I need to figure out what’s up with MNFF’s cookies. I almost left you this review in my sister’s name! I hardly think that would have counted for SPEWly business, do you?
SO, this is the first piece I’ve actually seen on Andromeda & Ted that’s really explored the whole “destined to marry” thing. I like the idea of her going home to this huge stink about having to marry a huge stink ;), so you’ve characterized that little scenario very well.
One thing I did notice though, was lack of description. I mean, is he looking her in the face the entire time? Or is he looking around? I think seeing is a sort of binary motion. Either you’re looking at something, or you’re not. So I would have liked to have seen a little bit of setting, if not a bit of symbolic imagery – they return to the broom cupboard, and yet there’s no… emotion? He doesn’t touch the wood, remembering, he doesn’t think of previous encounters with Andromeda, and for saying she had the most beautiful smile, he doesn’t notice that she has/hasn’t got it on while talking to him.
I did think Ted was a little odd in saying that she could just have an affair with him. I think, if it was truly a reflection of what a NICE guy he was, he would have said it with a measure of desperation. And… Andromeda seemed to change her mind a little too quickly. She went from hating him, to loving him in a paragraph, after Ted said one thing. I suppose you could put a lot of emphasis on that one sentence with some language about how it affected her visually, again enchancing that sense.

**Data provided:**
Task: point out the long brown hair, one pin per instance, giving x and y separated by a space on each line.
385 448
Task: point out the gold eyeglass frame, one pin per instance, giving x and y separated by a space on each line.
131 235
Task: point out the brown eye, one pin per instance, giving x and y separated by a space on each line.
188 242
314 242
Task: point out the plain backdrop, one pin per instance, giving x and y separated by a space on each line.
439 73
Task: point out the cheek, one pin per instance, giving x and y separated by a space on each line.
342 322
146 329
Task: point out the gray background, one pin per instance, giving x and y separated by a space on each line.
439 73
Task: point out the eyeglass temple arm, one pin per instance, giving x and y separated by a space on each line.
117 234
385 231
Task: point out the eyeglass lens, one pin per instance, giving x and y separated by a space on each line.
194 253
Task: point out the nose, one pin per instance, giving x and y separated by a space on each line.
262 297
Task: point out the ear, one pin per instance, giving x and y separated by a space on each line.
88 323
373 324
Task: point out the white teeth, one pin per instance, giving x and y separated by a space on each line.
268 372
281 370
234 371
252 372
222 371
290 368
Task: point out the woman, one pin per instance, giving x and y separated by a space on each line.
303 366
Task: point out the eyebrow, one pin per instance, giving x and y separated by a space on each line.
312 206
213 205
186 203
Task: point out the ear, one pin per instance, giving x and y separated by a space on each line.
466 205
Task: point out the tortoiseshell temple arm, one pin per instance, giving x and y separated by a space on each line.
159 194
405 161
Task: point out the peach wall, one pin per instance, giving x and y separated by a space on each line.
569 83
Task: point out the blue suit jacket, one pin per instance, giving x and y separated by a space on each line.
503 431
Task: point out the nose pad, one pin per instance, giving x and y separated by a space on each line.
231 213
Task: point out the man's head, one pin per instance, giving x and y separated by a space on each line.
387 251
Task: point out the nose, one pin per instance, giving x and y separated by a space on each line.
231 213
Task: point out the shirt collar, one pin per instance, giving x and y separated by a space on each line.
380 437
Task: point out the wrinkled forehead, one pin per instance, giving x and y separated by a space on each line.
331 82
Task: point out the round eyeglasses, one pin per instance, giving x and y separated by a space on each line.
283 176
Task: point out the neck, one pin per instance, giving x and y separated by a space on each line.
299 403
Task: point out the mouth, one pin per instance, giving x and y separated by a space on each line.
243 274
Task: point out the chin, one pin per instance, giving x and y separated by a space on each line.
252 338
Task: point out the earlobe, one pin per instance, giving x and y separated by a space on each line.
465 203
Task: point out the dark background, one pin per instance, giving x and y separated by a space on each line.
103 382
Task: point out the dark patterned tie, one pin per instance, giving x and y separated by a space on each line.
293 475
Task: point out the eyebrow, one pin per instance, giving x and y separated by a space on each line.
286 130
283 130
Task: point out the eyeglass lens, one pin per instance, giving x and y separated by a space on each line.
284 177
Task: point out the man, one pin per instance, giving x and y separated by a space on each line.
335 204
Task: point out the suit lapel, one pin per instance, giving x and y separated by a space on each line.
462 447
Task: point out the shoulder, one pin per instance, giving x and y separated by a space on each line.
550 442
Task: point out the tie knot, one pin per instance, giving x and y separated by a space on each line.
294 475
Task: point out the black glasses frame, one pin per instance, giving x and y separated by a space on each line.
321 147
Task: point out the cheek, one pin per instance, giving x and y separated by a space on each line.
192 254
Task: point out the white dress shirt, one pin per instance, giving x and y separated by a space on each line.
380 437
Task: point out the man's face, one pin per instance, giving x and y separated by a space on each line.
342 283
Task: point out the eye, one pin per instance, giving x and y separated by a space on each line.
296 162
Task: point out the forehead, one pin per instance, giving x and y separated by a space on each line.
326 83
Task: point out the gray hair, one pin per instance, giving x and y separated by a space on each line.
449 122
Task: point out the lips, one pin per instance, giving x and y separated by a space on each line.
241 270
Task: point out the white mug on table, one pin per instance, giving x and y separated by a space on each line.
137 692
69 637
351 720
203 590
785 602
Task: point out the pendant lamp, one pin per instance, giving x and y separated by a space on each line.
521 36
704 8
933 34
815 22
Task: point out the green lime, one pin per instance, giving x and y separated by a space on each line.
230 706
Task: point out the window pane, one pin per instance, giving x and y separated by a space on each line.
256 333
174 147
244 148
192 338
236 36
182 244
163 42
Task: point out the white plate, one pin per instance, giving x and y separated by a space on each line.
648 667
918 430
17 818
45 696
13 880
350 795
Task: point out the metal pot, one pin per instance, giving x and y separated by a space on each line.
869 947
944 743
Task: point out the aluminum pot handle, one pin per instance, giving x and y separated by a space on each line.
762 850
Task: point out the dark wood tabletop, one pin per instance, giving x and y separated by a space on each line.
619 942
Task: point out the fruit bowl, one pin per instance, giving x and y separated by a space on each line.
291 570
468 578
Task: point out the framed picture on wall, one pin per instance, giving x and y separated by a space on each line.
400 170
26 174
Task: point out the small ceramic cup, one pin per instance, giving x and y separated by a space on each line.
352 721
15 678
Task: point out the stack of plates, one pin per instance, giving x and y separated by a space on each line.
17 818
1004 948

**Exercise description:**
According to the review above the items, what place do Andromeda and Ted return to?

**Solution to this exercise:**
The broom cupboard.